● What to produce:
Copy each line below without leaving any out.
=-=-=-=-=
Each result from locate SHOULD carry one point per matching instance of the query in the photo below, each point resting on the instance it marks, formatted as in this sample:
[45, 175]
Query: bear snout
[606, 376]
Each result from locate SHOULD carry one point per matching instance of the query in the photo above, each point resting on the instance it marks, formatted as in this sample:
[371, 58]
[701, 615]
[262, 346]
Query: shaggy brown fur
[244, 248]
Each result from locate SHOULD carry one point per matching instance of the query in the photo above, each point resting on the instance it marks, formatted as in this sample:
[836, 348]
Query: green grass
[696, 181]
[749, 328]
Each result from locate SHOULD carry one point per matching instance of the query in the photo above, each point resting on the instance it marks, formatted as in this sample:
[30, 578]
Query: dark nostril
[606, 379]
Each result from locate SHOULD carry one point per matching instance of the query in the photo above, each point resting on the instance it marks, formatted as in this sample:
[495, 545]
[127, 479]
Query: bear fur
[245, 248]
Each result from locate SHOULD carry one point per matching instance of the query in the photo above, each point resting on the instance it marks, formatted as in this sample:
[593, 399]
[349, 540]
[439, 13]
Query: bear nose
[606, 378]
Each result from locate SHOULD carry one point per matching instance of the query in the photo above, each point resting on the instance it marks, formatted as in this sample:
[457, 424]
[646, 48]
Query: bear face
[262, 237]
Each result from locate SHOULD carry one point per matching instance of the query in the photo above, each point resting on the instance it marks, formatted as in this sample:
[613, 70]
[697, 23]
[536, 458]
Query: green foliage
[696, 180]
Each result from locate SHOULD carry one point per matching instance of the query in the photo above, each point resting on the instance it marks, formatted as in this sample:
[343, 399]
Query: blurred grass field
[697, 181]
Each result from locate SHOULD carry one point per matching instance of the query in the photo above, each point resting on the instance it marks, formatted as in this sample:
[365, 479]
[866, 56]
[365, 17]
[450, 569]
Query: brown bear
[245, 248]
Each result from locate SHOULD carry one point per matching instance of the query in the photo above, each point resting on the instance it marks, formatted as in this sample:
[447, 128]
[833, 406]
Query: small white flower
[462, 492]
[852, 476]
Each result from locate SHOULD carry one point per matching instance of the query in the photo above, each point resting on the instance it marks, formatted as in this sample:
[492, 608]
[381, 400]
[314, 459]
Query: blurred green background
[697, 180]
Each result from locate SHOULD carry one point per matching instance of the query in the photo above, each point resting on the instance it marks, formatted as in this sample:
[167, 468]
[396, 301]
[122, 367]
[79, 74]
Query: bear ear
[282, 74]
=-=-=-=-=
● Completed exercise:
Each result from locate SHOULD carry one point per matching instance of the query in the photo below, each point resting on the instance it marks, formatted as in this sample:
[45, 175]
Query: bear snout
[606, 376]
Each result from locate SHOULD carry one point per matching instance of the query in the photo above, each point resting on the instance it marks, formatted as in this sample:
[371, 58]
[701, 615]
[262, 346]
Query: shaggy brown fur
[244, 248]
Each result from locate SHOULD carry one point per matching instance of the query in the photo above, each point resting on the instance it marks, formatted as in this sample:
[836, 348]
Query: green grass
[696, 181]
[749, 328]
Each result from locate SHOULD carry one point per matching instance of the query in the photo above, each point resting on the instance it marks, formatted as in this sample:
[30, 578]
Query: dark nostril
[606, 379]
Each result from locate SHOULD carry one point per matching instance of the query in the photo above, each point resting on the instance it marks, formatted as in this sample:
[495, 545]
[127, 479]
Query: bear fur
[245, 248]
Each result from locate SHOULD carry one point per matching instance of the query in the photo above, each point resting on the instance it marks, formatted as in this sample:
[593, 399]
[349, 540]
[439, 13]
Query: bear nose
[606, 378]
Each result from locate SHOULD carry one point per matching instance of the query in the photo above, each point resting on the instance it marks, formatted as in this sample:
[457, 424]
[646, 48]
Query: bear face
[262, 237]
Each result from locate SHOULD carry one point per matching instance of the query in the photo above, each point resting on the instance it marks, formatted as in this sample:
[613, 70]
[697, 23]
[536, 458]
Query: green foliage
[696, 180]
Each result from locate SHOULD carry one point per matching instance of the query in the photo above, each point resting on the instance it marks, formatted as in this sample:
[343, 399]
Query: blurred grass field
[697, 181]
Each result from locate SHOULD carry one point per matching instance of the query in the photo above, each point resting on the instance it marks, formatted as in this sample:
[365, 479]
[866, 56]
[365, 17]
[450, 569]
Query: brown bear
[245, 248]
Each result from locate SHOULD carry one point per matching instance of the query in the photo above, each point resting on the instance it marks, formatted as in this sample:
[447, 128]
[833, 406]
Query: small white flower
[462, 492]
[852, 476]
Each result from locate SHOULD carry one point per matching instance of the query in the photo above, each point resting on the instance it marks, formatted as in this sample:
[492, 608]
[381, 400]
[314, 459]
Query: blurred green background
[697, 180]
Each result from locate SHOULD carry one point per matching instance of the query in the photo above, each point resting on the instance it marks, formatted as in this sample:
[167, 468]
[396, 301]
[122, 367]
[79, 74]
Query: bear ear
[282, 74]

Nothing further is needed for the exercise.